*** Document extract ***

On October 3, 2017, the matter was sent to the office for a public hearing through the early legal intervention program. On December 26, 2018, Atos filed a motion for summary judgment, in which it argued that the plaintiff could not establish a prima facie case of disability discrimination. Specifically, Atos argued that the plaintiff was not qualified to perform the functions of her position and that her employment was not terminated because of her disability. It further argued that, even if she could establish a prima facie case of discrimination, it had articulated a legitimate, nondiscriminatory reason for terminating her employment and that she could not demonstrate that such reason was pretextual. With respect to the plaintiff's claim of failure to provide reasonable accommodations for her disability, Atos argued that the plaintiff's only request, to work from home, was not a reasonable accommodation because being present in the office was an essential function that Atos was not required to waive. With respect to the plaintiff's claim of retaliation, Atos argued that there was no evidence indicating a causal connection between her requests for leave and to work from home and the termination of her employment.

In support of its motion, Atos submitted affidavits of Laurie Onderick, who was employed by Atos as a human resource specialist responsible for leave administration,3 and Hamilton, who was employed by Atos as service desk manager and was the plaintiff's manager throughout her employment, along with evidentiary exhibits attached to both affidavits. In his affidavit, Hamilton averred, inter alia, the following: "I managed [the plaintiff] for her entire employment with Atos beginning in 2001, when she became an employee of Atos as a service desk manager level I. In this position, she supervised service desk employees.... Due to the loss of numerous Atos clients and due to the fact that many of Atos' IT help desk positions, including those who reported to [the plaintiff], were being offshored to the Philippines in a cost saving effort, [the plaintiff's] managerial position was eliminated in August, 2016, as her supervisory role was no longer necessary.... The offshoring efforts began approximately seven years ago.... In order to avoid terminating her altogether, I reassigned [the plaintiff] as a service desk technician tasked with providing computer support services to Cooper University Health Center (‘Cooper Hospital’), an Atos client.... In this role [the plaintiff] was expected to answer the helpline telephones, receive, analyze, and resolve client issues, and escalate issues when necessary. The problem solving aspects of her position required her to learn new things every day and to retain that knowledge.... I assumed the duty of supervision over any remaining U.S. based service desk technicians working out of the Cheshire, Connecticut office.... While [the plaintiff] was on FMLA leave in the summer of 2016, she and I communicated via instant messages. It was then that she informed me that her alleged bipolar and anxiety disorders had severely impacted her short term memory. Specifically, one of her messages to me read, ‘Honestly I don't know what you guys are going to do with me. I have nobody to manage and I'd do a shitty job if I did.’ She further told me that she ‘was trying to cut down on the Klonopin but it's at a why bother now. [Her] short term memory is really bad and [it's] permanent.’ Exhibit I to this affidavit is a true and accurate copy of my text conversation with [the plaintiff]....

*** End of Document extract ***

_Set of tasks_:
• A. In the excerpt on the Atos discrimination case, what was Hamilton's job at Atos?
• B. Continue the excerpt on the Atos discrimination case from the point where it stops.

*** Input data ***

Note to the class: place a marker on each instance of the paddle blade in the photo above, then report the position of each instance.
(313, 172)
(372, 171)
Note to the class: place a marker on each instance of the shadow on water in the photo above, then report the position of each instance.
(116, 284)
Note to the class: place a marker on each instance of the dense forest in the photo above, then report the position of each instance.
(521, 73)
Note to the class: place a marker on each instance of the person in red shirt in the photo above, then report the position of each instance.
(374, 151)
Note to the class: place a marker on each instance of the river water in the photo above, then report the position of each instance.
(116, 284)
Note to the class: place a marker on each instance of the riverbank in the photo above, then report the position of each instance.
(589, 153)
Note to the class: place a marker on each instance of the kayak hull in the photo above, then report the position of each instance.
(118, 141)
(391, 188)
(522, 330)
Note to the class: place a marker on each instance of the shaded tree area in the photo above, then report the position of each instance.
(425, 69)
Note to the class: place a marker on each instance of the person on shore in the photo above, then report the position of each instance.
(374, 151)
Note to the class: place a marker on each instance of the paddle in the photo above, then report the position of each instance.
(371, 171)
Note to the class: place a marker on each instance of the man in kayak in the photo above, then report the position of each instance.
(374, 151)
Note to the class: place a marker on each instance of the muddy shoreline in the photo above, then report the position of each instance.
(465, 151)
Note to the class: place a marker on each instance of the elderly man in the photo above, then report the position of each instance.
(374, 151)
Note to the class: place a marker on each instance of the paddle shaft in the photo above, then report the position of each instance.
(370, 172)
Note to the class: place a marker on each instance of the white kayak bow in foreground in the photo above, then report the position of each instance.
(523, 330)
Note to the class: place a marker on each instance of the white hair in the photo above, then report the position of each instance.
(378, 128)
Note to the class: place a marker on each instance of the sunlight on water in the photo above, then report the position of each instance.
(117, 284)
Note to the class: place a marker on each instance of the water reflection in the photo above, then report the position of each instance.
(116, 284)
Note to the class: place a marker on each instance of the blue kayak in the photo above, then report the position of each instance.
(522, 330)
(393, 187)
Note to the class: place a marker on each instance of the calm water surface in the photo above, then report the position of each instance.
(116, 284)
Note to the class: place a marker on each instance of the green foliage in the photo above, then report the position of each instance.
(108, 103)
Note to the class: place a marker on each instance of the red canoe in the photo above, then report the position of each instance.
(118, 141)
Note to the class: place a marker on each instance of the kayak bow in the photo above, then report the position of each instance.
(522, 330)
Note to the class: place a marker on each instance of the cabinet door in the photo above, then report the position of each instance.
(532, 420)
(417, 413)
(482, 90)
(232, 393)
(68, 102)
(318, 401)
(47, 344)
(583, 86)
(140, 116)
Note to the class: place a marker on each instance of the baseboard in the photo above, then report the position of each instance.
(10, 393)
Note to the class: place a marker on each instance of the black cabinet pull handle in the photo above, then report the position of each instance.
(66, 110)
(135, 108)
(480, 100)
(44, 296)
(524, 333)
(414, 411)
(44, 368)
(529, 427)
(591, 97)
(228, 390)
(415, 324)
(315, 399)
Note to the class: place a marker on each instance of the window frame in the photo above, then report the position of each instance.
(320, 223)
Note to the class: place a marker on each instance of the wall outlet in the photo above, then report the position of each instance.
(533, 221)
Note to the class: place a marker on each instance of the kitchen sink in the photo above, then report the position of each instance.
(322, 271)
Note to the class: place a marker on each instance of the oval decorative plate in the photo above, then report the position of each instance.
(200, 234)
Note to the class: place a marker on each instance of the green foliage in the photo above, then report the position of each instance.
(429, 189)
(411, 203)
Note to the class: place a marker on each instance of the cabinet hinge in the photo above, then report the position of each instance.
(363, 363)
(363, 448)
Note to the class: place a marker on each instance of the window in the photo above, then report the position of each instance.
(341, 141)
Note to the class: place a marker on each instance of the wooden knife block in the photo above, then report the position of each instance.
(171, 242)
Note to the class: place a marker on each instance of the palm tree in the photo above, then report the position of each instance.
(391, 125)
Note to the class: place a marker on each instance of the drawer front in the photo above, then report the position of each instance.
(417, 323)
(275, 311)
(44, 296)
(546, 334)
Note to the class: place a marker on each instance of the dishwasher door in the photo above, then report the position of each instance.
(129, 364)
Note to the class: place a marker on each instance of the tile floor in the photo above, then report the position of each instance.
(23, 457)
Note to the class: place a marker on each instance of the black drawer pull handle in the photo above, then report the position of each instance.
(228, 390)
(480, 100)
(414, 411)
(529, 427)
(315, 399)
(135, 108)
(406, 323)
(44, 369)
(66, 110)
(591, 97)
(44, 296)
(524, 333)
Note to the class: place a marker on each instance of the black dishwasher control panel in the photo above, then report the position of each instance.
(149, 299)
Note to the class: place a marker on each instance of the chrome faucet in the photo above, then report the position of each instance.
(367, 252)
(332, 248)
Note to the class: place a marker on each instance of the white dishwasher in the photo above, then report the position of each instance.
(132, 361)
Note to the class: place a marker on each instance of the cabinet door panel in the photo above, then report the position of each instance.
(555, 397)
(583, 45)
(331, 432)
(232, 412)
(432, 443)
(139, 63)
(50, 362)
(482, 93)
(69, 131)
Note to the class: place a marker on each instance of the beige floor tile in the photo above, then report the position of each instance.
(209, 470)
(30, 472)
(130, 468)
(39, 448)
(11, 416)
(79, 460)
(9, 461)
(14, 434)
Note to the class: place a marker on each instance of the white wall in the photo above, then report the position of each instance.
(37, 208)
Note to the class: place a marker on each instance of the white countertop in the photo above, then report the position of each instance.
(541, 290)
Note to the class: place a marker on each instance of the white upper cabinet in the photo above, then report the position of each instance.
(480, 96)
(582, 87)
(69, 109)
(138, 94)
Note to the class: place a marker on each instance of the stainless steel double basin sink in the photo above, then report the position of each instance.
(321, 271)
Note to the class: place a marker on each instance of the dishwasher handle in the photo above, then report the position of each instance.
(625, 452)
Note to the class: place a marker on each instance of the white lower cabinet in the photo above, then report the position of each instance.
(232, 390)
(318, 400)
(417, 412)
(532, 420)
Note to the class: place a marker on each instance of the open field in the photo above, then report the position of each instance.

*** End of Input data ***

_Set of answers_:
• A. He was the service desk manager at Atos and the plaintiff's manager throughout her employment.

• B.
"As a service desk technician on the Cooper Hospital account, it was critical that [the plaintiff] physically present to Atos' Cheshire, Connecticut office where the account was managed. Onsite attendance was required as problems had to be quickly resolved among the technicians and the managers to minimize impact to the client's services. Managers, like myself, had to be able to immediately and directly communicate with the service desk technicians assigned to us in case of failures to critical hospital systems. Delays in resolving such IT issues can literally have life or death implications. ... For example, Atos was responsible for the computers located [in] Cooper Hospital's operating rooms. If these computers went down during surgery or for an extended period of time, the results could be dire. The urgent and fast pace[d] nature of the services the service desk technicians had to provide in conjunction with the managers required service desk technicians to physically be in the office. Thus, it was an essential job function for service desk technicians assigned to the Cooper Hospital account to work out of the Cheshire office as opposed to remotely. All of the U.S. based service desk technicians assigned to the account did so. ... Similarly, all of the Philippines based service desk technicians assigned to the Cooper Hospital account also worked together out of a local office as opposed to individuals working remotely from home.

For the same reasons, none of these foreign based service desk technicians assigned to the Cooper Hospital [account] worked from home. ... However, after September 14, 2016, [the plaintiff] only physically appeared for less than a single shift at the Cheshire office. ...

"On October 9, 2016, I was informed that [the plaintiff's] physician had ordered that she work from home on a permanent basis. ... ...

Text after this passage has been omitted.